Can you quote, word for word, the lines of the listing below, starting with the line that contains "Draw the outline of every instance of the sliced" and going on through the line that contains "99], [211, 102]]"? Leave the pictures out of your answer.

- **Labeled area outline listing**
────────────────────

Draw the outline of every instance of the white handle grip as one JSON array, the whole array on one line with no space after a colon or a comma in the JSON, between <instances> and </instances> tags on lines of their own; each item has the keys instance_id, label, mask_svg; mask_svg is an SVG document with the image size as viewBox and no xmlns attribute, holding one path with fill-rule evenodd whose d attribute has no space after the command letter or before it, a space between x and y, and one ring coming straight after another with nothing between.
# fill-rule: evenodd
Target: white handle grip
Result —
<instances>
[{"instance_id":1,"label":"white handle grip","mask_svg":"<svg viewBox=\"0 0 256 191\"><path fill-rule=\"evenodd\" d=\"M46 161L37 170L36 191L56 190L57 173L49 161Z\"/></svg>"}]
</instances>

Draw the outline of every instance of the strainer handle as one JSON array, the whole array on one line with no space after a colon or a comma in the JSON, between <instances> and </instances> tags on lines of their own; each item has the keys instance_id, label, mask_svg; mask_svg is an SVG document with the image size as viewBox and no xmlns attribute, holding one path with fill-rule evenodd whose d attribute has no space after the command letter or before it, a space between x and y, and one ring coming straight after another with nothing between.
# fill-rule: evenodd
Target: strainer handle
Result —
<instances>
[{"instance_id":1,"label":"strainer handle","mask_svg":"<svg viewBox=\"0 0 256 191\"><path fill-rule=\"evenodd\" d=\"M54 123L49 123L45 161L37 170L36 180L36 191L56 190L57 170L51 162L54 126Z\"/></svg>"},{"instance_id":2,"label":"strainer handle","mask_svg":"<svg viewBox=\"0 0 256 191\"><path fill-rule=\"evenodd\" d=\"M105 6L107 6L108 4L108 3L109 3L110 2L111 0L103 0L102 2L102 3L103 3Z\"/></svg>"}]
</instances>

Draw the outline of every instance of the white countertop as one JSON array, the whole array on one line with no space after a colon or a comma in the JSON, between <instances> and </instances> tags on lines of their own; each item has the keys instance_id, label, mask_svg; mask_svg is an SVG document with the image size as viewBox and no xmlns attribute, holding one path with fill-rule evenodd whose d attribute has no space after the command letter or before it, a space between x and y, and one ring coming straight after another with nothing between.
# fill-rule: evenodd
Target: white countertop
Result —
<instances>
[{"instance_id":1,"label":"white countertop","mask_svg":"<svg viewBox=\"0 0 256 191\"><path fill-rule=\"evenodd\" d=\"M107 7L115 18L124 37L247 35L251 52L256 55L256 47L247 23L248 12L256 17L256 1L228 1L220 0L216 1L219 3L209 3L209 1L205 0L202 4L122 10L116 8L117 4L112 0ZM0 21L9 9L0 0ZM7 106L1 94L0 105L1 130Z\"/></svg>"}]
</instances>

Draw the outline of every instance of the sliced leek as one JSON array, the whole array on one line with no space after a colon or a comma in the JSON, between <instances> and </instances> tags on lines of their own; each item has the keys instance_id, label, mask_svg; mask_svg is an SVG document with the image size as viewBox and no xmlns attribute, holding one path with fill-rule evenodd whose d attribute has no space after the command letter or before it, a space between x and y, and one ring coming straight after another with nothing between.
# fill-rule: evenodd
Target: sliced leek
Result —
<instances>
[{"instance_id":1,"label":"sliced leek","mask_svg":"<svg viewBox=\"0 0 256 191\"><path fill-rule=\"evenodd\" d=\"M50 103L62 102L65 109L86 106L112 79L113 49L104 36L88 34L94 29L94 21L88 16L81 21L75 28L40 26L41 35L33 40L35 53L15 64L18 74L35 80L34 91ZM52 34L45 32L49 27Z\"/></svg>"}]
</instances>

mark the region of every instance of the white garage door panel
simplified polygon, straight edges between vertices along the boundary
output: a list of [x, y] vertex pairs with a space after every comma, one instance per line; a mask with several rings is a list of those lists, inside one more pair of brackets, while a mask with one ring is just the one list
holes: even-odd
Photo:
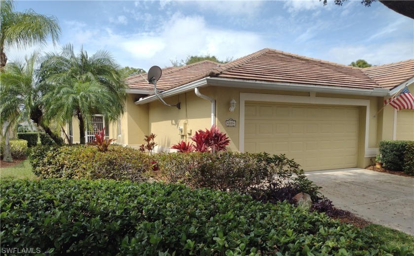
[[357, 107], [248, 102], [245, 109], [245, 151], [285, 154], [306, 170], [357, 165]]
[[396, 139], [414, 140], [414, 110], [403, 109], [397, 113]]

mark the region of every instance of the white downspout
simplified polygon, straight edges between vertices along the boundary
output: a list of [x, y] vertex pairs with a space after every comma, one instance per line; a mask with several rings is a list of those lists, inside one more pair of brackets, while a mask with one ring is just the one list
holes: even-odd
[[211, 126], [215, 125], [215, 100], [212, 97], [200, 93], [197, 87], [194, 88], [194, 92], [196, 95], [205, 99], [208, 99], [211, 102]]

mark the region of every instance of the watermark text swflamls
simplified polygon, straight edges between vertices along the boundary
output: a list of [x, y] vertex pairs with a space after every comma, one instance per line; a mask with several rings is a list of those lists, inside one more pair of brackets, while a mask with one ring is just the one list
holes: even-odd
[[41, 251], [40, 248], [1, 248], [2, 254], [39, 254]]

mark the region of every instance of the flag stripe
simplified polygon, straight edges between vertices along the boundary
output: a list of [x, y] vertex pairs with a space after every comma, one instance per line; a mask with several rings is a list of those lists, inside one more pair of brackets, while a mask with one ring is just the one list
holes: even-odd
[[414, 109], [414, 96], [406, 86], [398, 95], [384, 100], [385, 105], [389, 104], [397, 110]]

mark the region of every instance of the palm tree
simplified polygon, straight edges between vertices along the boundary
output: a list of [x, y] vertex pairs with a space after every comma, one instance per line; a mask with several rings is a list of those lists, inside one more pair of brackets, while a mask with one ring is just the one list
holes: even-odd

────────────────────

- **Exercise solution**
Draw the outline of every instance of the sliced leek as one JSON array, the whole array on one line with no space after a colon or a comma in the JSON, between <instances> and </instances> tags on lines of their own; each item has the keys instance_id, label, mask_svg; mask_svg is an SVG document with the image size as viewBox and no xmlns attribute, holding one path with fill-rule evenodd whose d attribute has no space after the command letter or before it, a space between x and y, and one ring coming straight after another with nothing between.
# fill-rule: evenodd
Target: sliced leek
Result —
<instances>
[{"instance_id":1,"label":"sliced leek","mask_svg":"<svg viewBox=\"0 0 256 191\"><path fill-rule=\"evenodd\" d=\"M50 103L62 102L65 109L86 106L112 79L113 49L104 36L88 34L94 29L94 21L88 16L81 21L75 28L40 26L41 35L33 40L35 53L15 64L18 74L35 80L34 91ZM52 34L45 32L49 27Z\"/></svg>"}]
</instances>

mark the region of every instance of the white garage door panel
simplified polygon, straight edges between vertices along the boundary
output: a list of [x, y] vertex pairs with a space after every comma, one instance per line; a mask with several rings is a list of those lists, inside one more pair of brackets, while a mask with one ring is just the one list
holes: even-odd
Photo:
[[357, 107], [248, 102], [245, 109], [245, 151], [285, 154], [306, 170], [357, 165]]
[[396, 139], [414, 140], [414, 110], [403, 109], [397, 113]]

mark the region of every instance of the white downspout
simplified polygon, straight edges between vertices along the boundary
output: a list of [x, y] vertex pairs with a space after every comma, one instance per line; a mask with several rings is a list of those lists, inside one more pair of brackets, while a mask with one ring is just the one list
holes: even-odd
[[211, 126], [215, 125], [215, 100], [212, 97], [200, 93], [197, 87], [194, 88], [194, 92], [196, 95], [205, 99], [208, 99], [211, 102]]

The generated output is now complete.